SELECTED PASSAGE:
--- START ---
Example Code

FPGA Design Patterns and Templates

Code and Documents

Attachment

Introduction

In my workings with CompactRIO and FPGA targets over the past few years, I have discovered reoccurring design patterns.  This article documents these patterns and provides LabVIEW templates (.vit) for them.  Specifically, a state machine for FPGA, enable-based handshaking (4 wire protocol) and resource multiplexing will be discussed.  This is not an exhaustive list so please make additions to this page through the comments.

FPGA State Machine

Any document on design patterns can't neglect the state machine.  Some patterns only work well on particular targets, but the state machine works well on Windows, Real-Time and FPGA targets.  That said, there are a few changes that can be made to the standard state machine to better take advantage of an FPGA target.

The standard state machine is shown below:

Typical State Machine.png

It consists of a shift register that contains the next state, a while loop, and a case structure.  The while loop iterates, reads the next state to execute and runs the case that relates to that state.  The code inside of that case determines the next state to run and updates the shift register accordingly.  The process then repeats.
--- END ---
[Records from a data collection]
--- START ---
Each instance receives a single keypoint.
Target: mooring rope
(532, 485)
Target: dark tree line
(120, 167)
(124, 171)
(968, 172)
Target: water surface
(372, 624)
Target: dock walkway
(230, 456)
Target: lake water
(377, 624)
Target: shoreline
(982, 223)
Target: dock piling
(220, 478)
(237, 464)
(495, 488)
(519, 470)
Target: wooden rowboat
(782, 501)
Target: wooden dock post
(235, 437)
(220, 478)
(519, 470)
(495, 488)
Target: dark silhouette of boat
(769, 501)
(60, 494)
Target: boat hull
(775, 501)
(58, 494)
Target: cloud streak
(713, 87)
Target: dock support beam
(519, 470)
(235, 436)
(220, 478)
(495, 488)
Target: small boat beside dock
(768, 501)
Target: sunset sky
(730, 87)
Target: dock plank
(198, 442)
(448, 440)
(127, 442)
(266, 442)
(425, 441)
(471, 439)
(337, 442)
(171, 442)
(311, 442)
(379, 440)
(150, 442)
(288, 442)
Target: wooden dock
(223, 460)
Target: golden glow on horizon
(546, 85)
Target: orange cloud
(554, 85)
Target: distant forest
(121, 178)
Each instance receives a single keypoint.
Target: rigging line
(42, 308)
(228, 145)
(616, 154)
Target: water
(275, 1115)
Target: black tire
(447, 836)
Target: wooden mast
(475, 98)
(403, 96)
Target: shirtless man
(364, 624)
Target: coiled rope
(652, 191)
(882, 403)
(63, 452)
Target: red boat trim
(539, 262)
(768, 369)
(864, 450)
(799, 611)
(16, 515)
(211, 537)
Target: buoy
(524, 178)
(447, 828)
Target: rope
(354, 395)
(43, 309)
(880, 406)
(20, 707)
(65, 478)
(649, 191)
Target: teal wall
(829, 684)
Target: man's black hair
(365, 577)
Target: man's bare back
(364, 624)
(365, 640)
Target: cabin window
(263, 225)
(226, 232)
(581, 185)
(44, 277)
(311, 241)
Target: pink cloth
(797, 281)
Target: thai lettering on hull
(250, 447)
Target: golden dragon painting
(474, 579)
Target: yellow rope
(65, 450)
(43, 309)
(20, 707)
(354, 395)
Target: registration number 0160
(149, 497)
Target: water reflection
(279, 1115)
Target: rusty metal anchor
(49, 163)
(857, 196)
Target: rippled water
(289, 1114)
--- END ---
DIRECTIONS:
1 > Answer these questions using the FPGA design patterns article above the listing:
(a) What file extension do the provided LabVIEW templates use?
(b) On which targets does the article say the state machine works well?
(c) What does the shift register in the standard state machine contain?
2 > Print the stretch of the FPGA design patterns article from "Any document on" through "an FPGA target.".
3 > Name every design pattern that the FPGA design patterns article says it will discuss.

TASK RESPONSES:
1 >
(a) .vit
(b) Windows, Real-Time and FPGA targets
(c) The next state

2 >
Any document on design patterns can't neglect the state machine.  Some patterns only work well on particular targets, but the state machine works well on Windows, Real-Time and FPGA targets.  That said, there are a few changes that can be made to the standard state machine to better take advantage of an FPGA target.

3 >
- A state machine for FPGA
- Enable-based handshaking (4 wire protocol)
- Resource multiplexing